-- start of Input material --

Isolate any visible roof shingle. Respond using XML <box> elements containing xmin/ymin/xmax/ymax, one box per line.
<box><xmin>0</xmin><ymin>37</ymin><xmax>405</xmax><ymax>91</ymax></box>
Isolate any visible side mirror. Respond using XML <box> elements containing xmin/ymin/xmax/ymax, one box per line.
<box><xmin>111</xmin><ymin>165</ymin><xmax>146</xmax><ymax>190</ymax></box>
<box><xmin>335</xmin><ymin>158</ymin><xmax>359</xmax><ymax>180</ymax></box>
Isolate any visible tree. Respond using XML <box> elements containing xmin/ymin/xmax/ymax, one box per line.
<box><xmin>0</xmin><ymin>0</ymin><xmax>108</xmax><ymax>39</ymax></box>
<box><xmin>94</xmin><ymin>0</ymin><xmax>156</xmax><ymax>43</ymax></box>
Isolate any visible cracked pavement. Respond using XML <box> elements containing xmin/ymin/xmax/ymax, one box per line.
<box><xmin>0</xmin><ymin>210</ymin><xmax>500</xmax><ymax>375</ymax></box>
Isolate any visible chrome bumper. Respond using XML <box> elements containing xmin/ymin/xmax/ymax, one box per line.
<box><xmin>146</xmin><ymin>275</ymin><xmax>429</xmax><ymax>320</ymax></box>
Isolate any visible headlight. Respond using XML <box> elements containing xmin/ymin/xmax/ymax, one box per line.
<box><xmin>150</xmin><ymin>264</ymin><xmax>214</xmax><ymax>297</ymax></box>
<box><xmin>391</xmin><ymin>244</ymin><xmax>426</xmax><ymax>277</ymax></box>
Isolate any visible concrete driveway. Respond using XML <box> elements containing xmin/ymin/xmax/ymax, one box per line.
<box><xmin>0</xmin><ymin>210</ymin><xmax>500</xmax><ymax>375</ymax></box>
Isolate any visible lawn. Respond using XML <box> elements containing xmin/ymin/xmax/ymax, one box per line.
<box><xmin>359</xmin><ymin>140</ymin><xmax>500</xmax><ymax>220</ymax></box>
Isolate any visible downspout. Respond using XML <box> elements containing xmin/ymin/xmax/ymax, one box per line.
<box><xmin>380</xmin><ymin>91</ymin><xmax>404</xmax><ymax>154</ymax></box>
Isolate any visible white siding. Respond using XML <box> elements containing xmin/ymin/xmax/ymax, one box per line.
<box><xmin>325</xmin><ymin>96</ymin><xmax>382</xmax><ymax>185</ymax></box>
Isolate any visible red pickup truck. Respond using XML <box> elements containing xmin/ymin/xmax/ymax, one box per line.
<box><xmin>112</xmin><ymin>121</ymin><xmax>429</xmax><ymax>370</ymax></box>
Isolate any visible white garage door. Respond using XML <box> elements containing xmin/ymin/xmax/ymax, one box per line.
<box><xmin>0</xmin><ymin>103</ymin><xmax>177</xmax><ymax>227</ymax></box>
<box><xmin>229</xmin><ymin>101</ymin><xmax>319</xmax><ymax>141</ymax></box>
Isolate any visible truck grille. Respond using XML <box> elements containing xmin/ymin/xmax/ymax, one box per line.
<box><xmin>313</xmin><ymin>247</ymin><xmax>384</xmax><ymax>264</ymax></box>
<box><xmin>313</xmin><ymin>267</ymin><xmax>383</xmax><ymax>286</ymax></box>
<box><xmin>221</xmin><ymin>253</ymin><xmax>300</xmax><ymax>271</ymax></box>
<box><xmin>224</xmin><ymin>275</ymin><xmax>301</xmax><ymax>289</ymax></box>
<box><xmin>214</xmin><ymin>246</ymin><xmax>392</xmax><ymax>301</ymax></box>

-- end of Input material --

▶ What you have to do:
Retype all of the items above verbatim.

▶ Solution:
Isolate any visible roof shingle. Respond using XML <box> elements containing xmin/ymin/xmax/ymax, one box per line.
<box><xmin>0</xmin><ymin>37</ymin><xmax>405</xmax><ymax>91</ymax></box>
Isolate any visible side mirror. Respond using XML <box> elements containing xmin/ymin/xmax/ymax, one box per line.
<box><xmin>111</xmin><ymin>165</ymin><xmax>146</xmax><ymax>190</ymax></box>
<box><xmin>335</xmin><ymin>158</ymin><xmax>359</xmax><ymax>180</ymax></box>
Isolate any visible tree. Respond using XML <box> elements containing xmin/ymin/xmax/ymax, one box per line.
<box><xmin>0</xmin><ymin>0</ymin><xmax>108</xmax><ymax>39</ymax></box>
<box><xmin>94</xmin><ymin>0</ymin><xmax>156</xmax><ymax>43</ymax></box>
Isolate any visible cracked pavement. Respond using XML <box> elements containing xmin/ymin/xmax/ymax, one box per line.
<box><xmin>0</xmin><ymin>210</ymin><xmax>500</xmax><ymax>375</ymax></box>
Isolate any visible chrome bumper. Respond using XML <box> elements containing xmin/ymin/xmax/ymax, one box per line.
<box><xmin>146</xmin><ymin>275</ymin><xmax>429</xmax><ymax>320</ymax></box>
Isolate any visible headlight. Respond using XML <box> elements containing xmin/ymin/xmax/ymax, one box per line.
<box><xmin>150</xmin><ymin>264</ymin><xmax>214</xmax><ymax>297</ymax></box>
<box><xmin>391</xmin><ymin>244</ymin><xmax>426</xmax><ymax>277</ymax></box>
Isolate any visible concrete driveway. Respond using XML <box> elements containing xmin/ymin/xmax/ymax, one box per line.
<box><xmin>0</xmin><ymin>210</ymin><xmax>500</xmax><ymax>375</ymax></box>
Isolate any visible lawn. Respond using XML <box> elements containing xmin/ymin/xmax/ymax, one box per line.
<box><xmin>359</xmin><ymin>140</ymin><xmax>500</xmax><ymax>220</ymax></box>
Isolate any visible downspout. Respond using XML <box> elements containing xmin/ymin/xmax/ymax, one box per line.
<box><xmin>380</xmin><ymin>91</ymin><xmax>404</xmax><ymax>154</ymax></box>
Isolate any visible white siding. Respond using XML <box> elements containing xmin/ymin/xmax/ymax, one box per line.
<box><xmin>325</xmin><ymin>96</ymin><xmax>382</xmax><ymax>185</ymax></box>
Isolate any visible red pickup truck. Respond using XML <box> elements containing xmin/ymin/xmax/ymax, one box per line.
<box><xmin>112</xmin><ymin>121</ymin><xmax>429</xmax><ymax>370</ymax></box>
Isolate any visible white garage door. Respond using XML <box> elements containing xmin/ymin/xmax/ymax, one box per line.
<box><xmin>0</xmin><ymin>103</ymin><xmax>177</xmax><ymax>227</ymax></box>
<box><xmin>229</xmin><ymin>101</ymin><xmax>319</xmax><ymax>141</ymax></box>
Isolate any visible truck grille. Respond using XML <box> elements containing xmin/ymin/xmax/ymax, one box per line.
<box><xmin>313</xmin><ymin>247</ymin><xmax>384</xmax><ymax>264</ymax></box>
<box><xmin>313</xmin><ymin>267</ymin><xmax>383</xmax><ymax>286</ymax></box>
<box><xmin>221</xmin><ymin>253</ymin><xmax>300</xmax><ymax>271</ymax></box>
<box><xmin>224</xmin><ymin>275</ymin><xmax>301</xmax><ymax>289</ymax></box>
<box><xmin>214</xmin><ymin>246</ymin><xmax>392</xmax><ymax>301</ymax></box>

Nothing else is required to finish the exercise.